- _PROBLEM TO SOLVE_
Below are some records; return each one exactly as written.

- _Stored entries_
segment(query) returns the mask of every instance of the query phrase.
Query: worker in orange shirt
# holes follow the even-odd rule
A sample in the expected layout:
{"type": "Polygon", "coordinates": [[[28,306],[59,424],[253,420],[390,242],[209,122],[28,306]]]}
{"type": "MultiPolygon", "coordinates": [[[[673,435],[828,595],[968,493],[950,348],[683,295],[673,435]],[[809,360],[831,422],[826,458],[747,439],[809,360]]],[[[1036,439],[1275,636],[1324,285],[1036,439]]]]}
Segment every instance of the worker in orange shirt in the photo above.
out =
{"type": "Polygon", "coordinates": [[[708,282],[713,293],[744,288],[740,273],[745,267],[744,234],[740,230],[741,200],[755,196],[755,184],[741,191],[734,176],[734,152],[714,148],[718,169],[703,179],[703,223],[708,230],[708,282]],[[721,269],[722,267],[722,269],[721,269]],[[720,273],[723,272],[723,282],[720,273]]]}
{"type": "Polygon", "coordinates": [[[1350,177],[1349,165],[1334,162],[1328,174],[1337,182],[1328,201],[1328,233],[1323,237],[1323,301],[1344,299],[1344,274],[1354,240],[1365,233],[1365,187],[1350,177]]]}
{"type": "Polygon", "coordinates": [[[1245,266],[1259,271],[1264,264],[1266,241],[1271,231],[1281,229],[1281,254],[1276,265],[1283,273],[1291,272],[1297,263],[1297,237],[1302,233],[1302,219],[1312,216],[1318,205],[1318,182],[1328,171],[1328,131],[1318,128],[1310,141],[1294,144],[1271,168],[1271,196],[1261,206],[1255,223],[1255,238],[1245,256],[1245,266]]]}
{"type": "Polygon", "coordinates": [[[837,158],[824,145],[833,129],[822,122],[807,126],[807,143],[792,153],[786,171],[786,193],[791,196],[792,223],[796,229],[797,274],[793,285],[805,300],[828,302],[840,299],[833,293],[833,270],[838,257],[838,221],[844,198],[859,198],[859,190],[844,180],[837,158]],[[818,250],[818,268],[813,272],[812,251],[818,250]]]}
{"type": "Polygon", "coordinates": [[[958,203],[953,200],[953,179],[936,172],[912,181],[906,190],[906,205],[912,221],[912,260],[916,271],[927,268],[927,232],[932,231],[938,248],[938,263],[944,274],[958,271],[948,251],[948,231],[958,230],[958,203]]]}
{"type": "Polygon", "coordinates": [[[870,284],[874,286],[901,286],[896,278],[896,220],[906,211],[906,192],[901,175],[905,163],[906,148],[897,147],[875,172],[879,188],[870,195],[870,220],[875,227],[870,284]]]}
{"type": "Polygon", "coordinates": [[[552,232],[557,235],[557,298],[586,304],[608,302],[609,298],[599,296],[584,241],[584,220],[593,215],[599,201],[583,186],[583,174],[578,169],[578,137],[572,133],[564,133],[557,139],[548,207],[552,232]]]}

- _TASK ANSWER_
segment(query) returns the mask of every instance of the query phrase.
Query: worker in orange shirt
# holes follow the even-odd rule
A sample in the expected layout:
{"type": "Polygon", "coordinates": [[[28,306],[59,424],[253,420],[390,242],[209,122],[28,306]]]}
{"type": "MultiPolygon", "coordinates": [[[[673,435],[828,595],[968,493],[950,348],[683,295],[673,435]],[[809,360],[831,422],[826,458],[747,439],[809,360]]],[[[1036,439],[1275,636],[1324,285],[1036,439]]]]}
Segment every instance of the worker in orange shirt in the photo above.
out =
{"type": "Polygon", "coordinates": [[[708,282],[713,293],[744,288],[740,273],[745,267],[744,234],[740,230],[741,200],[755,196],[755,184],[741,191],[734,176],[734,152],[714,148],[718,169],[703,179],[703,223],[708,230],[708,282]],[[721,269],[722,267],[722,269],[721,269]],[[720,273],[723,272],[723,282],[720,273]]]}
{"type": "Polygon", "coordinates": [[[1350,177],[1349,165],[1334,162],[1328,174],[1337,182],[1328,201],[1328,233],[1323,237],[1323,301],[1344,299],[1344,274],[1354,240],[1365,233],[1365,187],[1350,177]]]}
{"type": "Polygon", "coordinates": [[[1245,266],[1259,271],[1264,264],[1266,241],[1271,231],[1281,229],[1281,254],[1276,265],[1283,273],[1291,272],[1297,263],[1297,237],[1302,233],[1302,219],[1312,216],[1318,205],[1318,182],[1328,171],[1328,131],[1318,128],[1310,141],[1294,144],[1271,168],[1271,196],[1261,206],[1255,223],[1255,238],[1245,256],[1245,266]]]}
{"type": "Polygon", "coordinates": [[[837,158],[824,145],[833,129],[822,122],[807,126],[807,143],[792,153],[786,171],[786,193],[791,196],[792,223],[796,229],[797,274],[793,285],[805,300],[828,302],[840,299],[833,293],[833,270],[838,257],[838,221],[844,198],[859,198],[859,190],[844,180],[837,158]],[[818,250],[818,268],[813,272],[812,251],[818,250]]]}
{"type": "Polygon", "coordinates": [[[958,203],[953,200],[953,179],[936,172],[912,181],[906,190],[906,205],[912,221],[912,260],[916,271],[927,268],[927,232],[932,231],[938,248],[938,263],[944,274],[958,271],[948,251],[948,231],[958,230],[958,203]]]}
{"type": "Polygon", "coordinates": [[[870,284],[874,286],[901,286],[896,278],[896,220],[906,211],[906,192],[901,175],[905,163],[906,148],[897,147],[875,172],[879,188],[870,195],[870,220],[875,227],[870,284]]]}
{"type": "Polygon", "coordinates": [[[552,232],[557,235],[557,298],[586,304],[608,302],[609,298],[599,296],[584,241],[584,220],[593,215],[599,201],[583,186],[583,174],[578,169],[578,137],[572,133],[564,133],[557,139],[548,207],[552,232]]]}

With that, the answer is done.